Halle und Berlin, Schochwitz, Teutschenthal und Boltzenhöhe sind Stationen ihres Schicksals
Das Diktum von den „zwei Leben“, die manche Menschen führen, trifft auf Lore Pfeiffer-Wentzel in jeder Hinsicht zu. Die Stunde Null markiert auch für sie einen Neubeginn, der zunächst noch unter den Vorzeichen ihrer Verbindung zu Carl-Friedrich Wentzel steht. Als dieser sich von ihr abwendet, folgt 1950 die Scheidung. Jahre später heiratet Lore erneut.

▶ AUFGABE 1: Schreib aus dem Textausschnitt die Stelle von „Halle und Berlin, Schochwitz, Teutschenthal“ bis „heiratet Lore erneut.“ Wort für Wort ab, Anfang und Ende eingeschlossen.
▶ AUFGABE 2: In welchem Jahr folgte laut Textausschnitt die Scheidung von Lore Pfeiffer-Wentzel?

▶ GESAMMELTE DATEN:

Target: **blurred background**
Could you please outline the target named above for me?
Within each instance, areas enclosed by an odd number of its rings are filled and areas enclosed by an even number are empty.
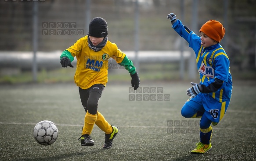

▶ ERGEBNIS 1:
Halle und Berlin, Schochwitz, Teutschenthal und Boltzenhöhe sind Stationen ihres Schicksals
Das Diktum von den „zwei Leben“, die manche Menschen führen, trifft auf Lore Pfeiffer-Wentzel in jeder Hinsicht zu. Die Stunde Null markiert auch für sie einen Neubeginn, der zunächst noch unter den Vorzeichen ihrer Verbindung zu Carl-Friedrich Wentzel steht. Als dieser sich von ihr abwendet, folgt 1950 die Scheidung. Jahre später heiratet Lore erneut.

▶ ERGEBNIS 2: 1950.